**THE REQUEST:** Write out the listing again from the line with "[locate] the outstretched" up to and including the line with "x=472, y=317", requests and all, shifting every x and y coordinate in the answers up by 47 while leaving the numbers in the requests and their sample coordinates unchanged. Leave the pictures out of your answer.

**Portion of a data file:**
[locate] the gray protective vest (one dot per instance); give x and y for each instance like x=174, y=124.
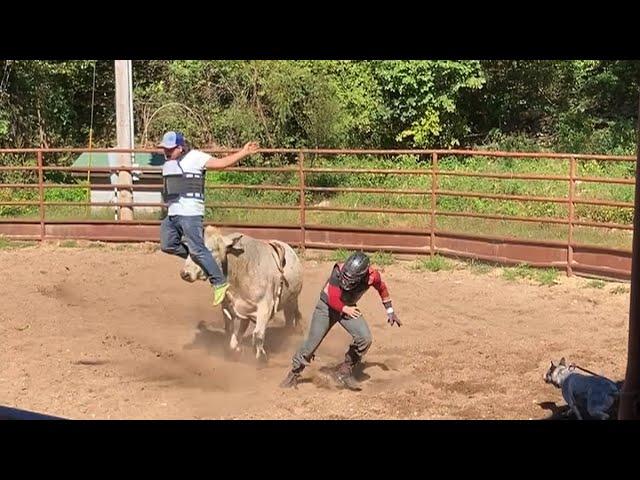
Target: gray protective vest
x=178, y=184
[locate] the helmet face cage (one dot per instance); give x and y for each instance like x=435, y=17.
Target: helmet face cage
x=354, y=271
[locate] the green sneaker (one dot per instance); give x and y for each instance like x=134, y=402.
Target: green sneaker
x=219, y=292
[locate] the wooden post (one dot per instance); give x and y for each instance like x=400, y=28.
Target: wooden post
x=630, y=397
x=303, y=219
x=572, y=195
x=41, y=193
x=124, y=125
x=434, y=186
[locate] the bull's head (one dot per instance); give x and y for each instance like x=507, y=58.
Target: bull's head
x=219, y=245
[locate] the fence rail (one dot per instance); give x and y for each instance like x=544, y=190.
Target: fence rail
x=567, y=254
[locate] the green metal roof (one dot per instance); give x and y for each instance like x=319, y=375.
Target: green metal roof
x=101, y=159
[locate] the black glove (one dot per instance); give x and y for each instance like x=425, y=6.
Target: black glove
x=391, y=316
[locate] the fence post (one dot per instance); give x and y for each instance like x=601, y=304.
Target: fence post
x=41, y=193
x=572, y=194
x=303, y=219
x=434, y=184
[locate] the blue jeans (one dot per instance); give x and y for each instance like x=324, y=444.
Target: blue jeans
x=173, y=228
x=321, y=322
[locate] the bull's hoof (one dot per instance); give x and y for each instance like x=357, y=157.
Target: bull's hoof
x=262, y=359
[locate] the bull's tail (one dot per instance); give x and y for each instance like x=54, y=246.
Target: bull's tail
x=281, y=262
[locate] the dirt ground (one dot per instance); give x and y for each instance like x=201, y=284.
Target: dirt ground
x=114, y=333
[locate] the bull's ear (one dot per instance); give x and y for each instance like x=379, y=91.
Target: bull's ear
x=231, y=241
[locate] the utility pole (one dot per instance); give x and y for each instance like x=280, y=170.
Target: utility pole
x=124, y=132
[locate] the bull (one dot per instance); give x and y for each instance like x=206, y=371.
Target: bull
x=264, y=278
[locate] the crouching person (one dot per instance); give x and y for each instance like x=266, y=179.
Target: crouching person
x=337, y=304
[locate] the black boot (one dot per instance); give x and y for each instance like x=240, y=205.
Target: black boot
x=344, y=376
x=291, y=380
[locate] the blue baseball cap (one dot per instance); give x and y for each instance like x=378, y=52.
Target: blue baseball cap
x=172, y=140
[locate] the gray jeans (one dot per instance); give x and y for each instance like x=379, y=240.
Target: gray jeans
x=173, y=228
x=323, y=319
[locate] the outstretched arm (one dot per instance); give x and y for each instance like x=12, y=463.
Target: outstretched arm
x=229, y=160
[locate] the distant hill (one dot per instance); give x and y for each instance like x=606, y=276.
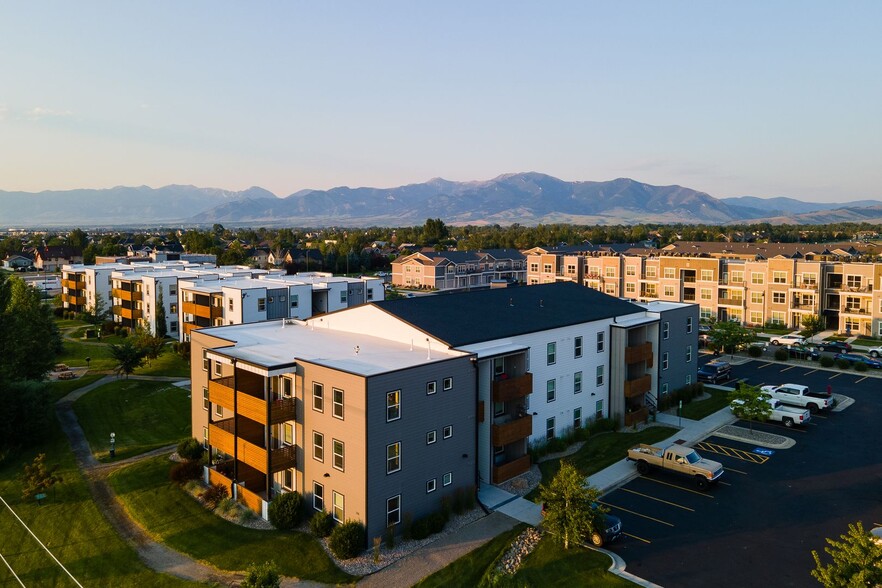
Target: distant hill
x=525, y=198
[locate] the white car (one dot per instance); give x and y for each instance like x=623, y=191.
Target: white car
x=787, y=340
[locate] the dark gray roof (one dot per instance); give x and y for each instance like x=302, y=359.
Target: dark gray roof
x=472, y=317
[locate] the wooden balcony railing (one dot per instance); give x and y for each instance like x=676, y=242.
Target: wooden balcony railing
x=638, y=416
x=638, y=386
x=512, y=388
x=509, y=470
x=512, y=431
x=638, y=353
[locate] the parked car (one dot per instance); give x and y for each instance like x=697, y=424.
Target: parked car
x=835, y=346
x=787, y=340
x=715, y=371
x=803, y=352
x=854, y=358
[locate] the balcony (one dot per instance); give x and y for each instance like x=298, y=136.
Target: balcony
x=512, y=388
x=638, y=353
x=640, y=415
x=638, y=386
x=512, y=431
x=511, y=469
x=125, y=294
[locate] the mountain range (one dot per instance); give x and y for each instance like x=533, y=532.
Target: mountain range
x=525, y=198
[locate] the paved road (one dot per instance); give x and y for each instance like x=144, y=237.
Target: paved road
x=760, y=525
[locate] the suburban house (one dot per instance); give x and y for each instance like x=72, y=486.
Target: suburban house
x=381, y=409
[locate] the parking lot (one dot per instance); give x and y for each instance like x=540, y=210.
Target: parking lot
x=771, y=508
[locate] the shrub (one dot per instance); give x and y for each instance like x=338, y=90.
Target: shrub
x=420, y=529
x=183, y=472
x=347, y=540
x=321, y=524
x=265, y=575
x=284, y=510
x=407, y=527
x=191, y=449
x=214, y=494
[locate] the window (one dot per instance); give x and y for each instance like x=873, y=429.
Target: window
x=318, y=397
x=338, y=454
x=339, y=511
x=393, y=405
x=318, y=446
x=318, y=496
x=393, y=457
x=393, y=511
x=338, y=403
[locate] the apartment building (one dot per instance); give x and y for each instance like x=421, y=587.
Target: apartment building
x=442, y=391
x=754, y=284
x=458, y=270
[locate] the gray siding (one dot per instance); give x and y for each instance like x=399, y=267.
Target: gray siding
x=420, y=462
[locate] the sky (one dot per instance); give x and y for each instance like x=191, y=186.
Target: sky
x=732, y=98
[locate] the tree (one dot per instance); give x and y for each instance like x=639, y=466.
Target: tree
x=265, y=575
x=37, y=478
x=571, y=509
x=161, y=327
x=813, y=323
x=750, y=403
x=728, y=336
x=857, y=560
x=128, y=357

--

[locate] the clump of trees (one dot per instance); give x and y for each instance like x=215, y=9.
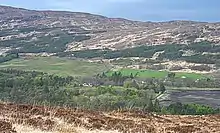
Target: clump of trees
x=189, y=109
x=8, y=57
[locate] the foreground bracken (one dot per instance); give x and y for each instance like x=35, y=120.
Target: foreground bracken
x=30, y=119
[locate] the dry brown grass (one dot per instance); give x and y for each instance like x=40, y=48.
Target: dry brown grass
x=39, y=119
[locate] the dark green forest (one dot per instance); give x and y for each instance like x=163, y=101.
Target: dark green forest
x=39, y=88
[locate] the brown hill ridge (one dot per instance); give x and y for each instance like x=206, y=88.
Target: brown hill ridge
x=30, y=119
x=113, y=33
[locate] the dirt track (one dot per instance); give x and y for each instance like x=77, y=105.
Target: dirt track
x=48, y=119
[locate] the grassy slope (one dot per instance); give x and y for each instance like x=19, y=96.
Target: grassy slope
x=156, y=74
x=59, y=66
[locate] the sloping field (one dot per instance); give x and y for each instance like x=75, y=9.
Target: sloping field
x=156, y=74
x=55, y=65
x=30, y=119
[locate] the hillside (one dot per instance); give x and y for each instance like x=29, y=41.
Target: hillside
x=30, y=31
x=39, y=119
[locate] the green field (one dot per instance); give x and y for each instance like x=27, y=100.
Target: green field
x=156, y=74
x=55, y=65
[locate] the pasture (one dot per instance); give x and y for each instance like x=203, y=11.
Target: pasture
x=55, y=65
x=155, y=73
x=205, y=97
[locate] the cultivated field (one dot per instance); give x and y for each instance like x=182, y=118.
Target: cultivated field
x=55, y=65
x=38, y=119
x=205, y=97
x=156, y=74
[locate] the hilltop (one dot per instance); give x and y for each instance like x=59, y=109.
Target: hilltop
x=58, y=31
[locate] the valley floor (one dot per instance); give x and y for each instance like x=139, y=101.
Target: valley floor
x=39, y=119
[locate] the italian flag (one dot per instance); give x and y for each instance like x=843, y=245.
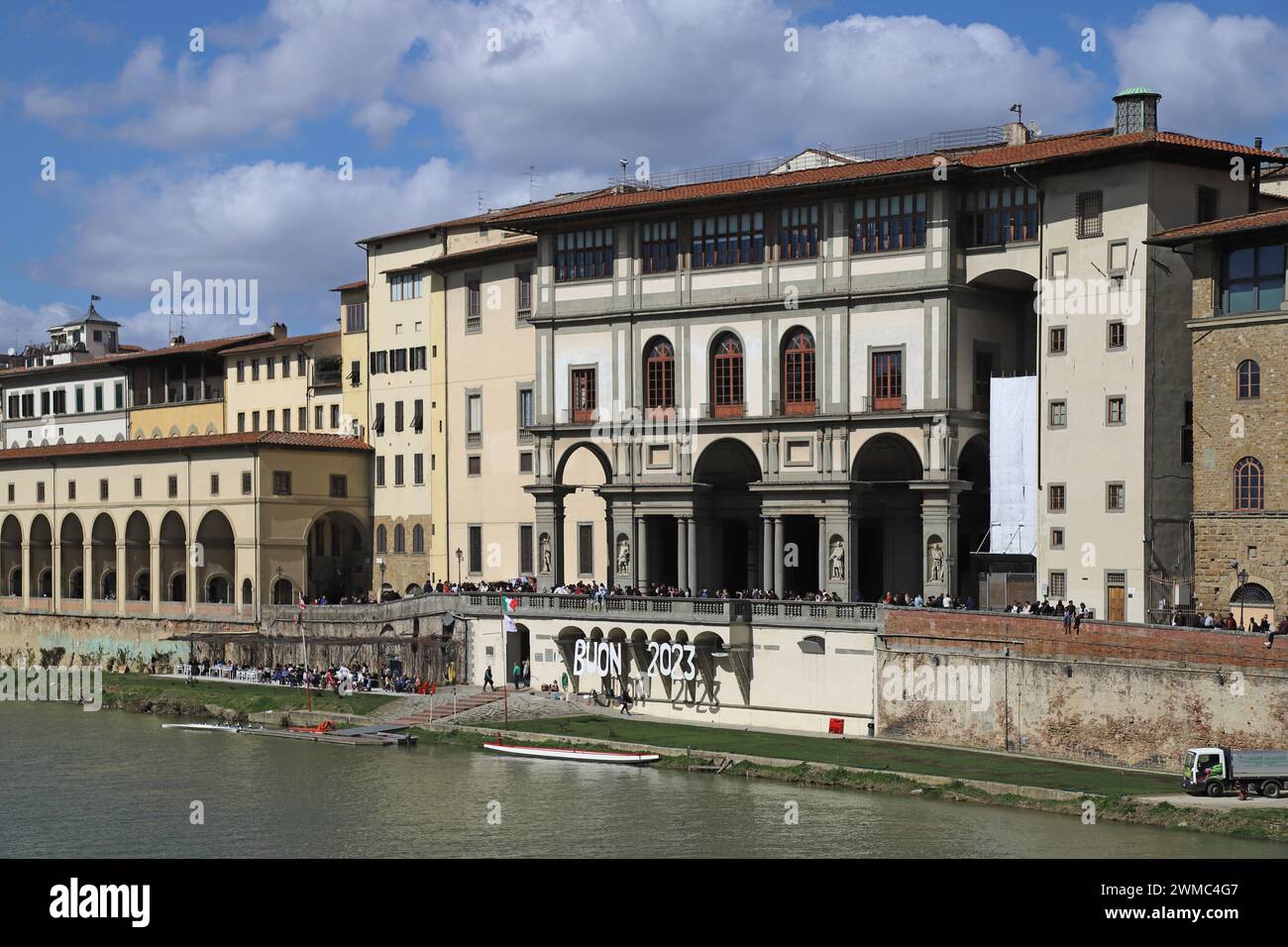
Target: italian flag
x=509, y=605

**ANSWER FOR THIS EXERCISE:**
[locate] the outstretched arm (one dot per instance); give x and y for each instance like x=12, y=463.
Target: outstretched arm
x=276, y=207
[locate] the distant hill (one dot per instance); give x and y for each instance like x=606, y=276.
Target: distant hill
x=572, y=245
[locate] the white car (one dot per instance); give x and y for each instance like x=623, y=191.
Target: white car
x=834, y=387
[locate] the dark gray roof (one dot per instance); give x and y for each instance like x=302, y=359.
Target: dark gray roof
x=519, y=364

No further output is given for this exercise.